TEXT:
--------
Report: Europe home to 47% of global fermentation capacity
A new report has shed light on Europe’s potential to become a world leader in producing sustainable food through fermentation – revealing that the continent is home to almost half of the global sector’s manufacturing capacity.
The report titled ‘Fermentation – A Global Climate Solution’ – released by the Good Food Institute (GFI) and Integration Consulting – maps the sector and provides businesses and governments with “crucial insights” into how to scale up production to reduce climate emissions and satisfy global demand for meat.
A study in multidisciplinary science journal Nature last year found that replacing 20% of the world’s beef with fermentation-made meat could halve global deforestation, and analysis of Quorn’s fermentation-made meat (made from mycoproteins) found a carbon footprint 70% lower than chicken.
Fermentation can also help reduce food waste by transforming agricultural surplus and byproducts into nutritious food, offering farmers a new source of revenue.
--------
RECORDS SHOWN:
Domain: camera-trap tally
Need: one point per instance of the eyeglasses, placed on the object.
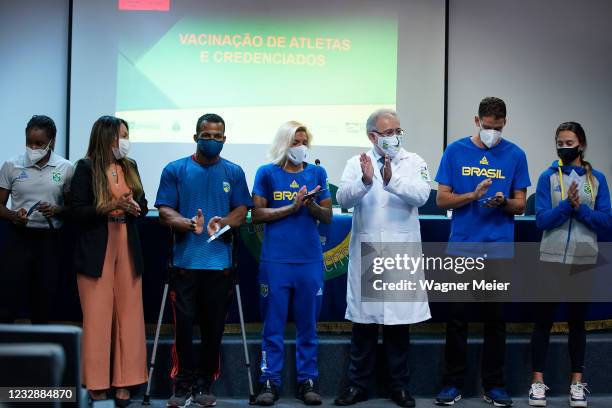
(390, 132)
(208, 136)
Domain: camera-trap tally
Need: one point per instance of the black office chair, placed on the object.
(32, 365)
(68, 337)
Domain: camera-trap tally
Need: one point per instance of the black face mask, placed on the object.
(568, 154)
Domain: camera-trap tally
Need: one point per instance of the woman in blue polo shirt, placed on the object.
(37, 183)
(572, 206)
(291, 263)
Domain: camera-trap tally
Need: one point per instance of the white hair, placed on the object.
(374, 116)
(284, 139)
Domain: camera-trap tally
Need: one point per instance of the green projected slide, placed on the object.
(257, 73)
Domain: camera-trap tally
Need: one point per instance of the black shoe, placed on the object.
(267, 394)
(181, 395)
(350, 396)
(308, 394)
(122, 403)
(403, 398)
(201, 395)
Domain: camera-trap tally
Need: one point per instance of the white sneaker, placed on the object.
(537, 394)
(577, 395)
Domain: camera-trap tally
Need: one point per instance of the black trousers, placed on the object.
(540, 338)
(396, 342)
(30, 274)
(493, 350)
(202, 295)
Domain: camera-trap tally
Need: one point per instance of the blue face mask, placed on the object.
(209, 147)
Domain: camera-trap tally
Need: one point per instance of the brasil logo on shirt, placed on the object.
(56, 176)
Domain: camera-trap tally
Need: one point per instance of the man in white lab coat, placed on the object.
(385, 186)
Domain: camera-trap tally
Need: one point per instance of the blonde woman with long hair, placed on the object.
(290, 197)
(107, 198)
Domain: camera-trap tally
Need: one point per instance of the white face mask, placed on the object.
(297, 154)
(390, 145)
(490, 137)
(123, 149)
(36, 155)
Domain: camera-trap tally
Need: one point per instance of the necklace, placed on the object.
(114, 174)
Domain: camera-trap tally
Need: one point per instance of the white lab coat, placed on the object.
(384, 214)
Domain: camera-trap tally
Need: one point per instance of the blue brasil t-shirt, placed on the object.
(462, 167)
(216, 189)
(295, 238)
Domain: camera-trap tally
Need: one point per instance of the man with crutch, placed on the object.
(198, 190)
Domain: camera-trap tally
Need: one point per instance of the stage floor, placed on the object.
(554, 402)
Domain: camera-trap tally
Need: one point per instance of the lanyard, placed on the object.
(563, 187)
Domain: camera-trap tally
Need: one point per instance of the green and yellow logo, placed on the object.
(56, 176)
(479, 172)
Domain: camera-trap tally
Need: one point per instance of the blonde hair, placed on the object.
(284, 139)
(103, 134)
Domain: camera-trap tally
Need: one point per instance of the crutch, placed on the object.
(235, 238)
(147, 397)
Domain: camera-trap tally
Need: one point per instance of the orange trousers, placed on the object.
(113, 349)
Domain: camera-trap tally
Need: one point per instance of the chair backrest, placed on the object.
(32, 365)
(67, 337)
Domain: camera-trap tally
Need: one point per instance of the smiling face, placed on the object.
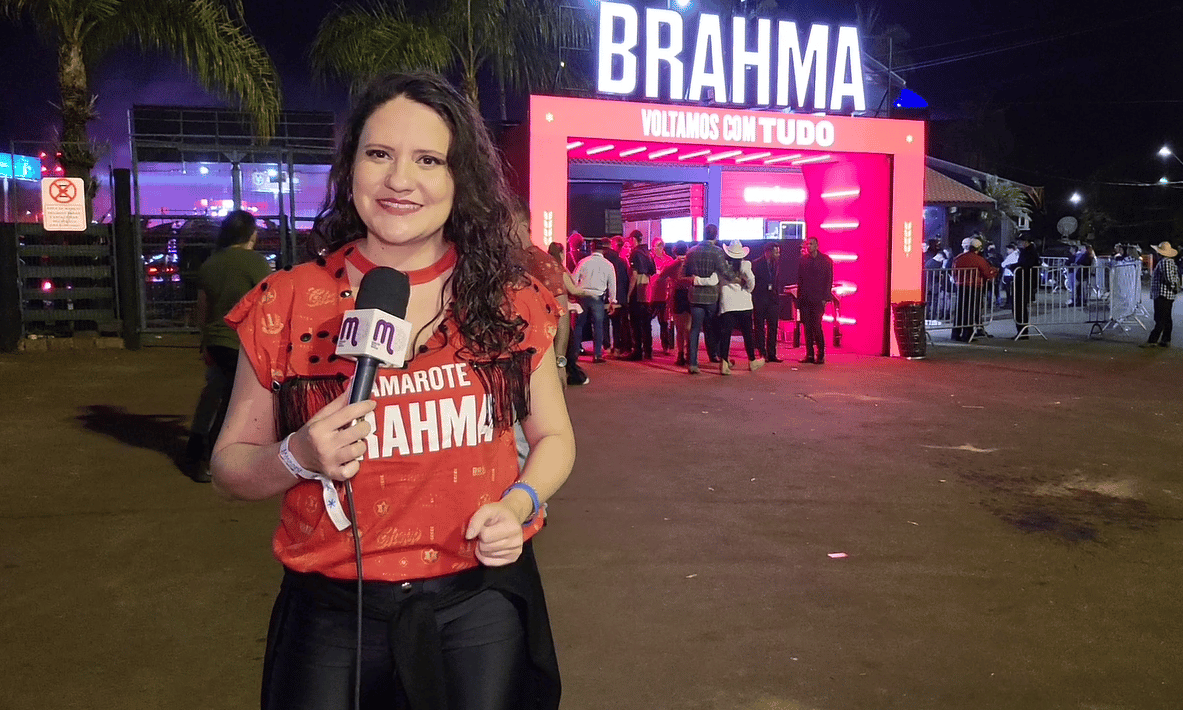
(402, 186)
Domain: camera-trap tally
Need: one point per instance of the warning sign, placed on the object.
(63, 205)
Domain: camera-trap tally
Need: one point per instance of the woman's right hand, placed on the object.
(333, 440)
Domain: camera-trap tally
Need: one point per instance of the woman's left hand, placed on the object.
(498, 534)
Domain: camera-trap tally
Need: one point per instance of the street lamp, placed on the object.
(1165, 152)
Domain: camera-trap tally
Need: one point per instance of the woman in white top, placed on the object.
(735, 309)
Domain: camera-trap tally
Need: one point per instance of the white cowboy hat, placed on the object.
(1164, 247)
(736, 250)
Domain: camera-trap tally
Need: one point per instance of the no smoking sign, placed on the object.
(63, 205)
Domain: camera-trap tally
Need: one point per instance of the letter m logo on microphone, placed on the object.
(349, 330)
(372, 333)
(385, 335)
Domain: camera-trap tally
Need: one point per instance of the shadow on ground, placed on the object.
(166, 433)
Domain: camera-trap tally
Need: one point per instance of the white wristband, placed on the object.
(291, 464)
(331, 501)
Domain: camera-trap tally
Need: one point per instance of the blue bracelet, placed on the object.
(534, 499)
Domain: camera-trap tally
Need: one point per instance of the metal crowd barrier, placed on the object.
(956, 299)
(1123, 289)
(1104, 296)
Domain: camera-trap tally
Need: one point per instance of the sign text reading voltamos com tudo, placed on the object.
(827, 68)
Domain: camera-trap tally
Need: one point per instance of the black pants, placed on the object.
(810, 318)
(1162, 331)
(201, 444)
(711, 331)
(658, 308)
(641, 318)
(621, 334)
(968, 314)
(728, 322)
(767, 321)
(311, 650)
(1022, 298)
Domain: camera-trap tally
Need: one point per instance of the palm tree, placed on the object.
(207, 36)
(519, 43)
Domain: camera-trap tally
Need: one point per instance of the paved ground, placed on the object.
(1009, 516)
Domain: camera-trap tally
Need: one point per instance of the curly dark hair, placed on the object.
(237, 228)
(482, 221)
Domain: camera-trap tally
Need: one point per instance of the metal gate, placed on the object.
(68, 282)
(191, 167)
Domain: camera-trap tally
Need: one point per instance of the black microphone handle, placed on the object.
(363, 379)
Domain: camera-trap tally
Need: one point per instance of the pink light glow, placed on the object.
(854, 233)
(883, 157)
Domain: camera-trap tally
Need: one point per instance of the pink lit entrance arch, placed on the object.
(864, 181)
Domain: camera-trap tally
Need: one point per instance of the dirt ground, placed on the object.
(997, 525)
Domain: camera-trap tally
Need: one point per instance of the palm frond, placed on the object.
(211, 43)
(360, 42)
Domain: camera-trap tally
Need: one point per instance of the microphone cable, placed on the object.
(357, 559)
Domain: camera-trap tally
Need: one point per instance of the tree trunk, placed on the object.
(77, 110)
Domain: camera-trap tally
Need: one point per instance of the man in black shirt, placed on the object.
(640, 270)
(815, 286)
(765, 301)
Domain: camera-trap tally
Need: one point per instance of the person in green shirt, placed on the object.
(222, 279)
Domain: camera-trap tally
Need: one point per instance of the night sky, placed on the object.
(1077, 92)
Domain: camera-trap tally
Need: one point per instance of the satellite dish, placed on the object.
(1066, 226)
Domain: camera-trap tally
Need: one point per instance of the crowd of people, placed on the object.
(699, 295)
(1019, 275)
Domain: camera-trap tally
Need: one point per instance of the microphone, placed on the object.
(375, 333)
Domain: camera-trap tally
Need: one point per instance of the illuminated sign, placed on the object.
(713, 126)
(21, 167)
(833, 79)
(774, 195)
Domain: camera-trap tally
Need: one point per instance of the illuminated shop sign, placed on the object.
(21, 167)
(774, 195)
(827, 66)
(712, 126)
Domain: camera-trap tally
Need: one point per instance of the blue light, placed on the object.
(910, 99)
(26, 168)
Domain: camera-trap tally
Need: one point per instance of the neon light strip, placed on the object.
(752, 156)
(724, 154)
(841, 193)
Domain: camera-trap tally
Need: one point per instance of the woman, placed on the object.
(735, 309)
(454, 613)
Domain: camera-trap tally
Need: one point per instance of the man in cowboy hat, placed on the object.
(1164, 284)
(971, 273)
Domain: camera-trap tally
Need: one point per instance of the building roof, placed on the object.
(973, 175)
(943, 191)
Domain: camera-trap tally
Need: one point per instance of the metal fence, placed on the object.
(66, 283)
(960, 301)
(1104, 296)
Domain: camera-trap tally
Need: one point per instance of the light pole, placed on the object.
(1165, 152)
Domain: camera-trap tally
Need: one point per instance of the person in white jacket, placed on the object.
(735, 309)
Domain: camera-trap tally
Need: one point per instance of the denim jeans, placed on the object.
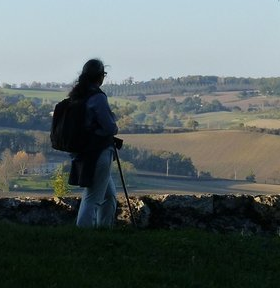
(98, 204)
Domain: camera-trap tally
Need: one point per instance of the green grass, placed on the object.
(33, 256)
(33, 182)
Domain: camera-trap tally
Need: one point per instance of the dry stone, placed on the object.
(245, 214)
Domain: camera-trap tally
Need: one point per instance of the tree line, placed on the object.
(17, 111)
(193, 84)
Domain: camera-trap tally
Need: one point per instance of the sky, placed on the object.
(50, 40)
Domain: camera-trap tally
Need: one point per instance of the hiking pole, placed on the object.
(124, 187)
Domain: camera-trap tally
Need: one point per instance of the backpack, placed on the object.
(68, 131)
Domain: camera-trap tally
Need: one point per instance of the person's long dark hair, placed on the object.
(92, 72)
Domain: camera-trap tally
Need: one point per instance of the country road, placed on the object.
(151, 185)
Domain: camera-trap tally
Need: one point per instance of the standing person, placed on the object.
(92, 168)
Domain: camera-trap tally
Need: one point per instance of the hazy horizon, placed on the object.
(49, 41)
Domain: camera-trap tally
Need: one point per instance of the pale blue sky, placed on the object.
(49, 40)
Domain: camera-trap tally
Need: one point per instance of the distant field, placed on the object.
(231, 99)
(225, 154)
(222, 120)
(57, 95)
(265, 123)
(51, 95)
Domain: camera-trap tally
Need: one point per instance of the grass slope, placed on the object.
(69, 257)
(220, 152)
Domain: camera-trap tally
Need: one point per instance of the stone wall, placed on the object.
(245, 214)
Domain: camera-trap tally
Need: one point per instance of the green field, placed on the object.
(50, 95)
(225, 153)
(65, 256)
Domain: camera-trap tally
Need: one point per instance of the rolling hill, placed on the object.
(224, 153)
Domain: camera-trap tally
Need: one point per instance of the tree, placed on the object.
(6, 170)
(60, 183)
(251, 177)
(21, 161)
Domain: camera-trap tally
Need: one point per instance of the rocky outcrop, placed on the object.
(246, 214)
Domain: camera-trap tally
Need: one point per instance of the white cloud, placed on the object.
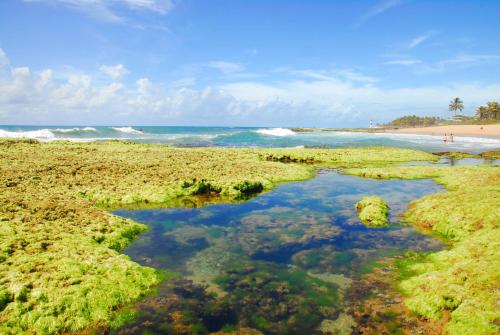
(458, 61)
(417, 41)
(405, 62)
(303, 97)
(114, 71)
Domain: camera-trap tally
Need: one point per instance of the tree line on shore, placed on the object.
(489, 111)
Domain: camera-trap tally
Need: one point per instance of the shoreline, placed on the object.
(490, 131)
(479, 131)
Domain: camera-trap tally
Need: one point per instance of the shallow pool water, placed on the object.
(281, 263)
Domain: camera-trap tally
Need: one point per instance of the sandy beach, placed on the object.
(490, 130)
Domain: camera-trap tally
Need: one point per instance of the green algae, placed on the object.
(373, 211)
(462, 280)
(60, 264)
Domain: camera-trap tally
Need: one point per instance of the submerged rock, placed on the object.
(373, 211)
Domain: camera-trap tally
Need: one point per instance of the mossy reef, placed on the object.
(464, 279)
(373, 211)
(61, 269)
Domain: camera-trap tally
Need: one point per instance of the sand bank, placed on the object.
(490, 130)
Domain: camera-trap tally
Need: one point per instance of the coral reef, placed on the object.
(60, 264)
(464, 279)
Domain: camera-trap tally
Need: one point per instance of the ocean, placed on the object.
(247, 137)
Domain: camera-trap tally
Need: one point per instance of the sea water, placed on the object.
(248, 137)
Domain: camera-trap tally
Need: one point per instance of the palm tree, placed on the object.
(482, 113)
(493, 108)
(456, 104)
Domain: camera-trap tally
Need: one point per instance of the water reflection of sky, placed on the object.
(281, 263)
(292, 218)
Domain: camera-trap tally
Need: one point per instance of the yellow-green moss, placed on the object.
(60, 266)
(464, 279)
(372, 211)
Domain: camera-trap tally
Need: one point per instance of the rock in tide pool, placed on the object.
(373, 211)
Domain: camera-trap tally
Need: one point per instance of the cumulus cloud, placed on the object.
(114, 71)
(303, 98)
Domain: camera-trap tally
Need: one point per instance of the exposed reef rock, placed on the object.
(373, 211)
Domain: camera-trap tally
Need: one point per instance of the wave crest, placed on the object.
(42, 134)
(276, 132)
(127, 130)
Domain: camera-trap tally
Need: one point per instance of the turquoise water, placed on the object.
(282, 263)
(248, 137)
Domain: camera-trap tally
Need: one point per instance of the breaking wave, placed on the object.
(276, 132)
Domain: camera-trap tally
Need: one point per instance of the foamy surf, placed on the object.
(42, 134)
(74, 130)
(127, 130)
(276, 132)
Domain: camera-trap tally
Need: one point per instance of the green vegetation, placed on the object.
(372, 211)
(415, 121)
(60, 264)
(456, 105)
(465, 278)
(491, 111)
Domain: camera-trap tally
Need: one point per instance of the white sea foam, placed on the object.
(73, 130)
(127, 130)
(276, 132)
(65, 130)
(42, 134)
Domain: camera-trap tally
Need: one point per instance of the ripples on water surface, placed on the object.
(281, 263)
(250, 137)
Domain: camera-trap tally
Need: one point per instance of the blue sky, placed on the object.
(262, 63)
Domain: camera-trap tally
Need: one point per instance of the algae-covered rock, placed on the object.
(373, 211)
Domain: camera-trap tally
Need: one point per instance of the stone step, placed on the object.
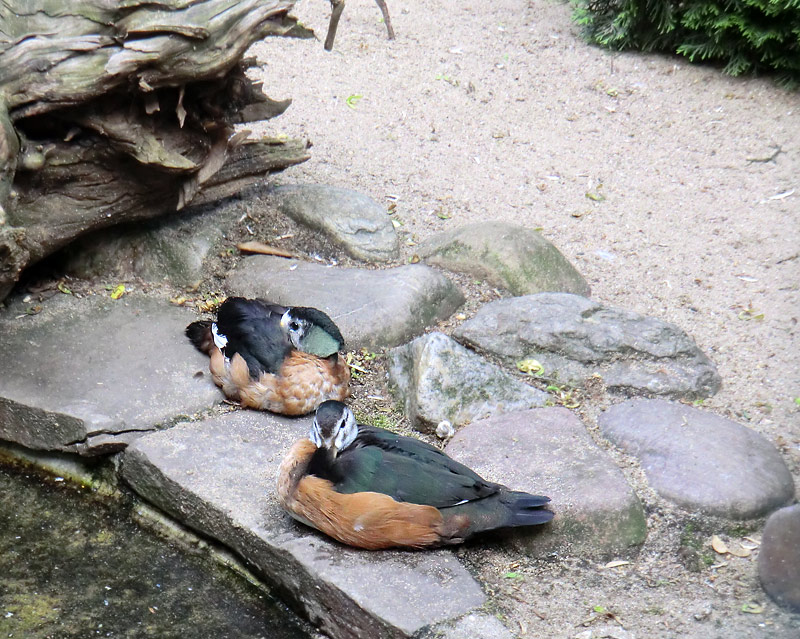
(89, 375)
(548, 451)
(218, 477)
(373, 308)
(698, 460)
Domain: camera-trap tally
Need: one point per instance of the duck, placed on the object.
(270, 357)
(374, 489)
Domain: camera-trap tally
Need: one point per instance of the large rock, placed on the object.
(505, 255)
(699, 460)
(574, 338)
(352, 220)
(373, 308)
(218, 477)
(779, 557)
(547, 451)
(89, 375)
(436, 378)
(174, 248)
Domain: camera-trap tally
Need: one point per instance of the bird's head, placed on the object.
(334, 427)
(312, 331)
--------
EXERCISE OBJECTIVE:
Retype the whole report on Europe's fermentation capacity word for word.

FINISHED TASK:
Report: Europe home to 47% of global fermentation capacity
A new report has shed light on Europe’s potential to become a world leader in producing sustainable food through fermentation – revealing that the continent is home to almost half of the global sector’s manufacturing capacity.
The report titled ‘Fermentation – A Global Climate Solution’ – released by the Good Food Institute (GFI) and Integration Consulting – maps the sector and provides businesses and governments with “crucial insights” into how to scale up production to reduce climate emissions and satisfy global demand for meat.
A study in multidisciplinary science journal Nature last year found that replacing 20% of the world’s beef with fermentation-made meat could halve global deforestation, and analysis of Quorn’s fermentation-made meat (made from mycoproteins) found a carbon footprint 70% lower than chicken.
Fermentation can also help reduce food waste by transforming agricultural surplus and byproducts into nutritious food, offering farmers a new source of revenue.